SET PROBLEM => Starting at the line that contains "Locate the toyota logo" and ending at the end of the material, write every line out again, requests included, with each coordinate in the answers multiplied by 1.85 and rounded to a whole number, halves rounded up. Leave the pictures out.

SUPPLIED DATA =>
____________

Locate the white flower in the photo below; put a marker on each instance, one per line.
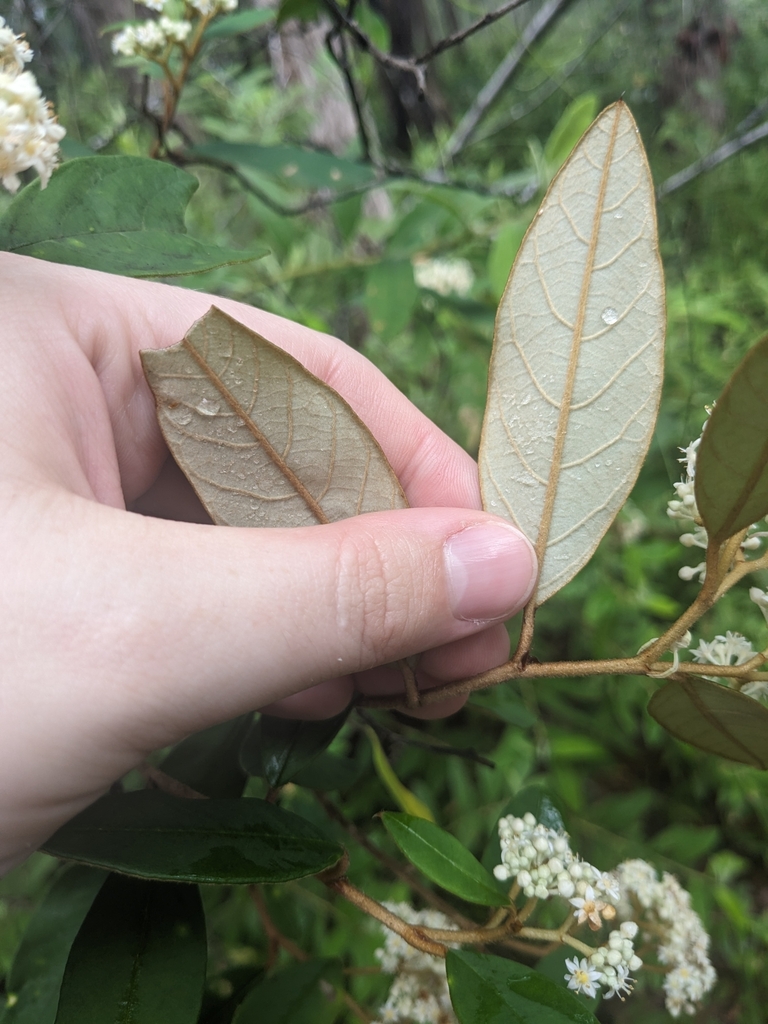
(150, 37)
(583, 977)
(729, 649)
(619, 983)
(124, 43)
(760, 597)
(684, 944)
(14, 50)
(29, 131)
(444, 275)
(588, 908)
(420, 991)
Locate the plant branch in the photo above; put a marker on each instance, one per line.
(538, 24)
(413, 935)
(713, 159)
(415, 65)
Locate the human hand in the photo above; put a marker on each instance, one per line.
(123, 633)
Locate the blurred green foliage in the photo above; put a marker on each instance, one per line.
(347, 267)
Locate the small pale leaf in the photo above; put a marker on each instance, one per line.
(262, 440)
(443, 859)
(714, 718)
(576, 373)
(732, 460)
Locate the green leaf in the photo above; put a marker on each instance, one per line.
(208, 761)
(236, 25)
(400, 794)
(291, 996)
(119, 214)
(305, 10)
(573, 122)
(139, 957)
(390, 296)
(290, 165)
(442, 858)
(487, 989)
(732, 460)
(35, 977)
(714, 718)
(152, 835)
(288, 744)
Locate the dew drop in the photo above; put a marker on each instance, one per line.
(180, 415)
(208, 408)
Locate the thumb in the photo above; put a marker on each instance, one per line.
(126, 633)
(222, 621)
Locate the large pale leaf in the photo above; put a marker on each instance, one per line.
(487, 989)
(732, 460)
(35, 978)
(576, 374)
(139, 957)
(443, 859)
(263, 441)
(152, 835)
(119, 214)
(715, 718)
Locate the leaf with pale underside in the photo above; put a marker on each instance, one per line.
(714, 718)
(262, 440)
(576, 373)
(732, 460)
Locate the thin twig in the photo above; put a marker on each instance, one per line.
(707, 163)
(415, 65)
(538, 24)
(396, 868)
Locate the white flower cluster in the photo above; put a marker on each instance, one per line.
(419, 993)
(14, 50)
(683, 506)
(685, 944)
(29, 131)
(732, 649)
(608, 967)
(147, 39)
(543, 864)
(444, 275)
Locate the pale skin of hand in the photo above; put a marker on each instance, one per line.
(123, 632)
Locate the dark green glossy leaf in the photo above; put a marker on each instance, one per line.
(208, 761)
(119, 214)
(442, 858)
(35, 978)
(732, 461)
(290, 165)
(236, 25)
(139, 957)
(714, 718)
(487, 989)
(329, 772)
(155, 836)
(288, 744)
(291, 996)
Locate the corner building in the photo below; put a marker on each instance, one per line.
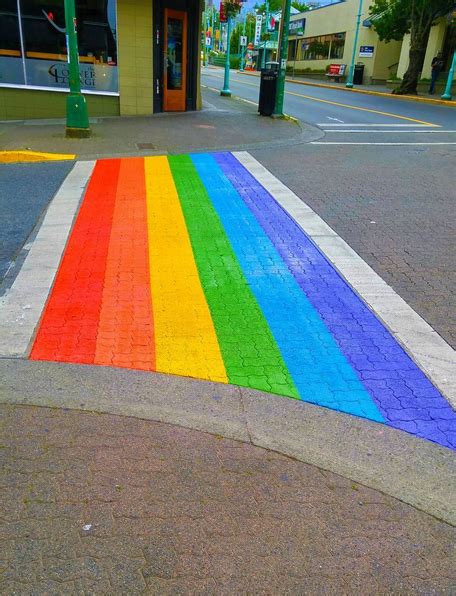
(136, 57)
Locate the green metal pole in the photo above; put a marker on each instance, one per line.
(77, 118)
(206, 27)
(447, 94)
(283, 55)
(243, 48)
(263, 61)
(226, 82)
(349, 83)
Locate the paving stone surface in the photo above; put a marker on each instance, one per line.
(186, 265)
(100, 504)
(395, 207)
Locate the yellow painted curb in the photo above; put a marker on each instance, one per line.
(441, 102)
(23, 156)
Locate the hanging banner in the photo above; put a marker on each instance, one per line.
(258, 24)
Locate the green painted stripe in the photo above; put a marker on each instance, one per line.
(249, 351)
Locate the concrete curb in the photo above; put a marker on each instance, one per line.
(417, 472)
(442, 102)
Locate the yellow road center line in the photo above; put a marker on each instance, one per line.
(345, 105)
(185, 338)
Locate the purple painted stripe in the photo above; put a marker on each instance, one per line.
(404, 395)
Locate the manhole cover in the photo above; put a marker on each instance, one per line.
(146, 146)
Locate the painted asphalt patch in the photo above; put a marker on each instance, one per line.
(189, 265)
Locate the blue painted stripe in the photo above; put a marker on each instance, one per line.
(403, 393)
(319, 370)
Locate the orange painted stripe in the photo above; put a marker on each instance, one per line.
(68, 329)
(126, 332)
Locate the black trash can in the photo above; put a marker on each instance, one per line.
(358, 74)
(268, 90)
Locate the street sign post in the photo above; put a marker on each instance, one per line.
(349, 83)
(283, 55)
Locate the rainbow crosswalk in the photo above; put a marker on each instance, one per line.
(186, 265)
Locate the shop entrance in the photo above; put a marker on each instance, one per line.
(175, 56)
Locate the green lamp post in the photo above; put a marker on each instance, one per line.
(447, 94)
(226, 80)
(243, 48)
(77, 118)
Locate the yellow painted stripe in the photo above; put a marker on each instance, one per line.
(28, 156)
(346, 105)
(185, 338)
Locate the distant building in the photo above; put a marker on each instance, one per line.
(328, 37)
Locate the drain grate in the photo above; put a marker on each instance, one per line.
(146, 146)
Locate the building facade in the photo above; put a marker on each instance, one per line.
(137, 57)
(328, 36)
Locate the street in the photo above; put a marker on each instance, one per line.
(374, 185)
(338, 112)
(227, 350)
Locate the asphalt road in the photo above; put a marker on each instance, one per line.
(25, 191)
(351, 117)
(386, 186)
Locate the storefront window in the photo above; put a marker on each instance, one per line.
(44, 44)
(323, 47)
(11, 66)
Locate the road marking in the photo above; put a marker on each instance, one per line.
(345, 105)
(22, 305)
(389, 125)
(372, 111)
(355, 143)
(407, 132)
(430, 351)
(18, 156)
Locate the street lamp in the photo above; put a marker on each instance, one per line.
(77, 118)
(349, 83)
(447, 94)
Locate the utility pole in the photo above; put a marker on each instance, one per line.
(226, 81)
(283, 55)
(349, 83)
(77, 118)
(447, 94)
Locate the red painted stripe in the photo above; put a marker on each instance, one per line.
(68, 329)
(126, 332)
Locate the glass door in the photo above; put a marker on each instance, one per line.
(175, 71)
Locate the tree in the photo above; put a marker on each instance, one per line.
(392, 19)
(274, 6)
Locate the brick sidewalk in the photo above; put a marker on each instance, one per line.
(114, 505)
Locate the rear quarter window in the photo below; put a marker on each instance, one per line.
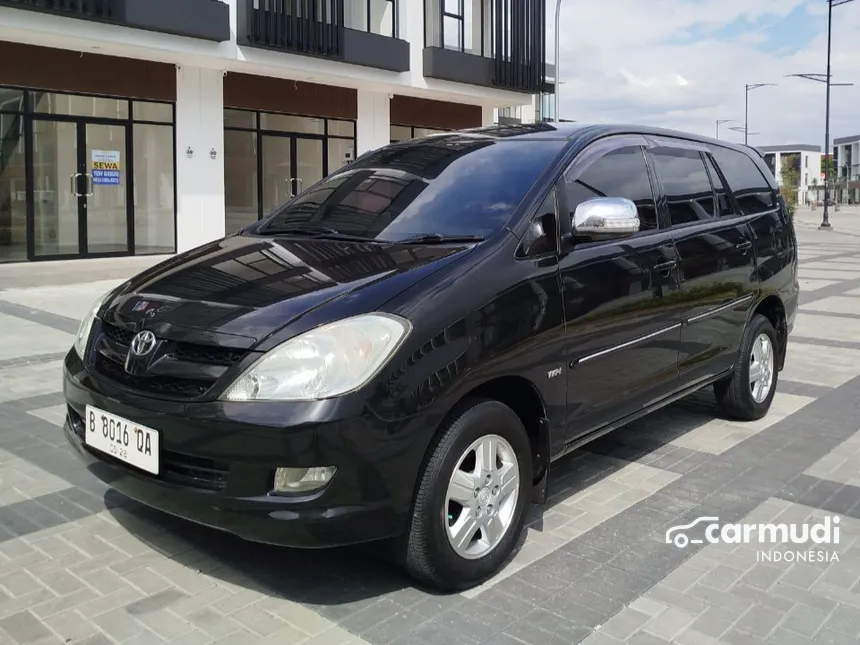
(749, 186)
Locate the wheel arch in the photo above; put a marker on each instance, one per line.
(772, 308)
(524, 398)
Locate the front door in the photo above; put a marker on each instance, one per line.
(290, 163)
(623, 318)
(80, 189)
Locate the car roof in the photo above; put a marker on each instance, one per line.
(567, 130)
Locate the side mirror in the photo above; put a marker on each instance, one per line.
(606, 217)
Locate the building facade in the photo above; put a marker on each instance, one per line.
(805, 159)
(846, 158)
(131, 127)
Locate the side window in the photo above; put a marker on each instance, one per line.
(745, 180)
(619, 173)
(689, 195)
(541, 237)
(724, 204)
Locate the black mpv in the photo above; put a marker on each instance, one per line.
(402, 350)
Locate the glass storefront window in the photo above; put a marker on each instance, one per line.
(11, 100)
(154, 205)
(400, 132)
(55, 206)
(240, 119)
(149, 111)
(291, 123)
(338, 149)
(240, 179)
(341, 128)
(13, 193)
(78, 105)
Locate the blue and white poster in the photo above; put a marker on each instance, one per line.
(106, 167)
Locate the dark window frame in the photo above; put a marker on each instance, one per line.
(28, 113)
(260, 131)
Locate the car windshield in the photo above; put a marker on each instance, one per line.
(444, 185)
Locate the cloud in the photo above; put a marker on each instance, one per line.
(684, 63)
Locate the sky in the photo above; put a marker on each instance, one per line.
(683, 64)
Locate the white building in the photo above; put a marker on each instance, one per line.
(807, 162)
(132, 127)
(846, 156)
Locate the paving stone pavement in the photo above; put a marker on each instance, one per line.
(79, 563)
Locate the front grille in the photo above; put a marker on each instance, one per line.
(166, 385)
(180, 370)
(176, 467)
(195, 472)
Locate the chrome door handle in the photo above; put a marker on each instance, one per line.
(665, 268)
(73, 184)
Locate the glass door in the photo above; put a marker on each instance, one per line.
(307, 162)
(79, 189)
(290, 163)
(105, 201)
(56, 189)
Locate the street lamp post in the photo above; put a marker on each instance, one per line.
(721, 121)
(740, 128)
(825, 78)
(557, 57)
(747, 88)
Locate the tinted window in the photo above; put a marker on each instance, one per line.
(620, 173)
(745, 180)
(724, 204)
(451, 185)
(688, 191)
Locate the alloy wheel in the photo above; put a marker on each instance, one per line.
(482, 497)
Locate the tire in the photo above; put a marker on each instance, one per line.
(737, 395)
(430, 555)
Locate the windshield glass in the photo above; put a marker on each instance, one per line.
(450, 185)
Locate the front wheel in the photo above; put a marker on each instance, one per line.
(472, 497)
(748, 393)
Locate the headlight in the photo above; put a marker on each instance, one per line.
(330, 360)
(86, 325)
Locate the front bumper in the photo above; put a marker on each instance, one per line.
(218, 461)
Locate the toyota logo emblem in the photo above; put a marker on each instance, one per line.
(143, 343)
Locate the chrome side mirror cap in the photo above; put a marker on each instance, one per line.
(606, 217)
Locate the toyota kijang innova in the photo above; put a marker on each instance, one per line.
(402, 350)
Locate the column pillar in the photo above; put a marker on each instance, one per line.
(199, 156)
(488, 116)
(373, 129)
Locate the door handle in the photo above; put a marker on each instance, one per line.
(665, 268)
(73, 184)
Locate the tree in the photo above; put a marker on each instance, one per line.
(790, 184)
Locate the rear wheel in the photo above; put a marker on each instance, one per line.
(748, 393)
(472, 497)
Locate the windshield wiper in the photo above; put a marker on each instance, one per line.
(437, 238)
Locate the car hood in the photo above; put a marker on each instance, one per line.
(241, 289)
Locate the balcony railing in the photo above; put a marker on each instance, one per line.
(500, 43)
(362, 32)
(204, 19)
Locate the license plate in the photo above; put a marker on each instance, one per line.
(130, 442)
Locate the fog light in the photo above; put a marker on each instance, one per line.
(302, 480)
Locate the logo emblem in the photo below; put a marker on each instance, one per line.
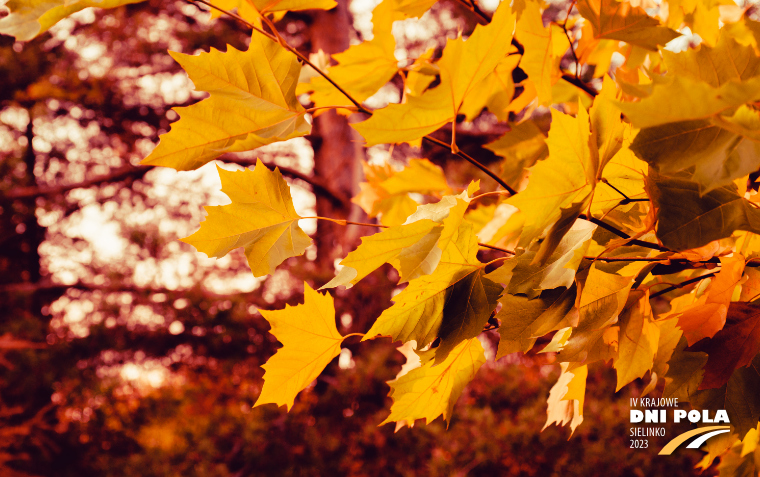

____________

RESPONSE =>
Locate the toyota logo emblem in the photo above; put a marker on each instance, one per line.
(265, 635)
Locate the chrome side mirror cap in the photo above; put a marker on each instance, one per line.
(1121, 401)
Locate the toyota kijang innova in the photo above; put a marker on each instance, one per line.
(744, 648)
Locate the column pillar in the photo above; put a marker on each instance, one per line.
(368, 289)
(903, 215)
(690, 239)
Locate the door handle in the photo above; put a marker on each instance, one per line.
(1230, 496)
(135, 340)
Locate the tree in the photo above; put a marker on each instance, one per line.
(1462, 340)
Locate the rear wheel in the photo above; put a marker on each instance, one per line.
(1384, 727)
(873, 919)
Locate the windshield wiper in the photo above; put a marker on each instance, one per line.
(808, 440)
Locate the car hood in the photo above; put a marker on each instance, one per line.
(446, 535)
Locate the balcony railing in the photo above; put a marker on each instance, one per line.
(925, 80)
(670, 59)
(377, 35)
Locate the license plate in the photo above; put a marker on each instance, one per line.
(241, 818)
Locate the fog light in the photo above; put a marker on each instance, one per line.
(559, 888)
Locate the logo emblem in the photo below; put a marker on each instance, one per line.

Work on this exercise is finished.